[Items from a data source]

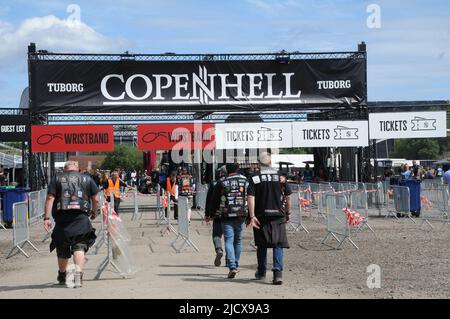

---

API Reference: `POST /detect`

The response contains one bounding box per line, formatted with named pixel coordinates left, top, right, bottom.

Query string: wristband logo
left=36, top=133, right=63, bottom=145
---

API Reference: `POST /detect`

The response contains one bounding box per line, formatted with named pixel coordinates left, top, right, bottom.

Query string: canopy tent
left=0, top=152, right=22, bottom=168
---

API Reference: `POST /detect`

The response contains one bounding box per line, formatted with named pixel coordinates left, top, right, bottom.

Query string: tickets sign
left=369, top=111, right=447, bottom=139
left=31, top=125, right=114, bottom=152
left=216, top=122, right=292, bottom=149
left=292, top=121, right=369, bottom=147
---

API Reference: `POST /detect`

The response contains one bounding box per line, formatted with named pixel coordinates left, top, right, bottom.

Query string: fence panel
left=6, top=202, right=39, bottom=259
left=171, top=196, right=199, bottom=253
left=386, top=185, right=415, bottom=223
left=289, top=191, right=309, bottom=233
left=28, top=191, right=44, bottom=223
left=322, top=193, right=358, bottom=249
left=420, top=184, right=450, bottom=228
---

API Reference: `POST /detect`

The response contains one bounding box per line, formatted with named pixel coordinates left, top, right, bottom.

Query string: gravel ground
left=0, top=196, right=450, bottom=298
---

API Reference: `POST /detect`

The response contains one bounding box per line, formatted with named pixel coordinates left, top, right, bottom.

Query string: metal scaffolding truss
left=48, top=112, right=307, bottom=124
left=0, top=107, right=28, bottom=115
left=28, top=50, right=366, bottom=62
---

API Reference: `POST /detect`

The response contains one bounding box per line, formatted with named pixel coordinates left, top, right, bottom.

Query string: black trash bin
left=0, top=186, right=30, bottom=228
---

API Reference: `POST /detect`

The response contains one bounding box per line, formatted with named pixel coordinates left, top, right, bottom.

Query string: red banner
left=31, top=125, right=114, bottom=152
left=138, top=123, right=215, bottom=151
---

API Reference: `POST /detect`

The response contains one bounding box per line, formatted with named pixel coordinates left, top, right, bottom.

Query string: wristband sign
left=137, top=123, right=215, bottom=151
left=31, top=125, right=114, bottom=152
left=0, top=115, right=30, bottom=142
left=369, top=111, right=447, bottom=139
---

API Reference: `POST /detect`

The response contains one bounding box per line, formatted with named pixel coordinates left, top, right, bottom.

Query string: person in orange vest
left=177, top=167, right=195, bottom=222
left=163, top=171, right=178, bottom=219
left=103, top=171, right=133, bottom=214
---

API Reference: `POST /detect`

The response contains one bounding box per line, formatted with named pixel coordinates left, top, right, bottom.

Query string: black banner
left=30, top=59, right=367, bottom=112
left=0, top=115, right=30, bottom=142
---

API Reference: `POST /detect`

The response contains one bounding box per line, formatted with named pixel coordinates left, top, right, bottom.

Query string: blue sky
left=0, top=0, right=450, bottom=107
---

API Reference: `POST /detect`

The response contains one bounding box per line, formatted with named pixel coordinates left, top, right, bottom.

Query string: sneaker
left=255, top=270, right=266, bottom=280
left=228, top=269, right=239, bottom=279
left=66, top=269, right=75, bottom=288
left=74, top=271, right=83, bottom=288
left=214, top=250, right=223, bottom=267
left=273, top=270, right=283, bottom=285
left=57, top=270, right=67, bottom=285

#### Work required:
Rewrite all of the records with every "Query string" renamed to "Search term" and nothing else altered, omitting the pictures.

#### Answer below:
---

API Reference: `POST /detect`

The response contains one bounding box per line, formatted with named pixel coordinates left, top, right, bottom.

Search term: wristband logo
left=36, top=133, right=63, bottom=145
---

API Reference: `POST /detect`

The response contains one bounding box per line, formatted with named pixel coordinates left, top, right, bottom.

Search term: canopy tent
left=0, top=152, right=22, bottom=168
---

API Reference: `POST /detect`

The response contains one bounding box per line, formatted with named pixel coordinates left, top, right, bottom.

Search term: tickets sign
left=369, top=111, right=447, bottom=139
left=31, top=125, right=114, bottom=152
left=216, top=122, right=292, bottom=149
left=292, top=121, right=369, bottom=147
---

API Reference: `POST /detect`

The response contains one bounding box per line, formatted with named pixel coordinates left, top, right, bottom.

Search term: fence panel
left=6, top=202, right=39, bottom=259
left=171, top=196, right=199, bottom=253
left=386, top=185, right=415, bottom=223
left=289, top=191, right=309, bottom=233
left=28, top=191, right=44, bottom=223
left=322, top=193, right=358, bottom=249
left=420, top=184, right=450, bottom=228
---

API Reference: `POST /detect`

The response contains one bounding box per line, formatted with named pixel coordinates left, top, right, bottom.

Search term: gravel ground
left=0, top=196, right=450, bottom=298
---

API Reference: `POST /detect`

The response contains one bounding box per line, formatted with named pixel coordinates left, top, right, bottom.

Search term: metal scaffolding truss
left=48, top=112, right=307, bottom=124
left=0, top=107, right=28, bottom=115
left=28, top=50, right=366, bottom=62
---

API Reference: `POST /detect`

The response contains one bounding box per line, formatted with named pixel coordinates left, top, right, bottom.

Search term: black trash bin
left=0, top=186, right=30, bottom=228
---

API Reference: `POST /detect`

The response contains one bounding box per line, formatted with named pixel coordinates left, top, right, bottom.

Search term: red banner
left=31, top=125, right=114, bottom=152
left=138, top=123, right=215, bottom=151
---

API Reference: `POST /detect`

The response contains one bounding box per line, formatted with named pixel coordinates left, top, right, bottom.

Search term: wristband sign
left=137, top=123, right=215, bottom=151
left=31, top=125, right=114, bottom=152
left=0, top=115, right=30, bottom=142
left=369, top=111, right=447, bottom=139
---

API Reference: `POST /detect`

The response contains one bounding box per line, formatted with named pixel coordinates left, top, right, bottom.

Search term: person in orange vest
left=177, top=167, right=195, bottom=222
left=163, top=171, right=178, bottom=219
left=103, top=171, right=133, bottom=214
---

API Reference: `POST /detect`

The response contains one bounding box per line, formatted with named pixel coordinates left, top, right, bottom.

Search term: black banner
left=30, top=59, right=367, bottom=112
left=0, top=115, right=30, bottom=142
---

API Reference: `POST /detect`

The response contains one bounding box per line, formatted with named pixel coordinates left, top, right, bottom.

Search term: blue sky
left=0, top=0, right=450, bottom=107
---

API Reference: `POST /detect`

The response contains one bounding box per line, formatted with named pixel coordinates left, top, right, bottom.

Search term: sneaker
left=255, top=270, right=266, bottom=280
left=228, top=269, right=239, bottom=279
left=66, top=269, right=75, bottom=288
left=74, top=271, right=83, bottom=288
left=214, top=250, right=223, bottom=267
left=273, top=270, right=283, bottom=285
left=57, top=270, right=67, bottom=285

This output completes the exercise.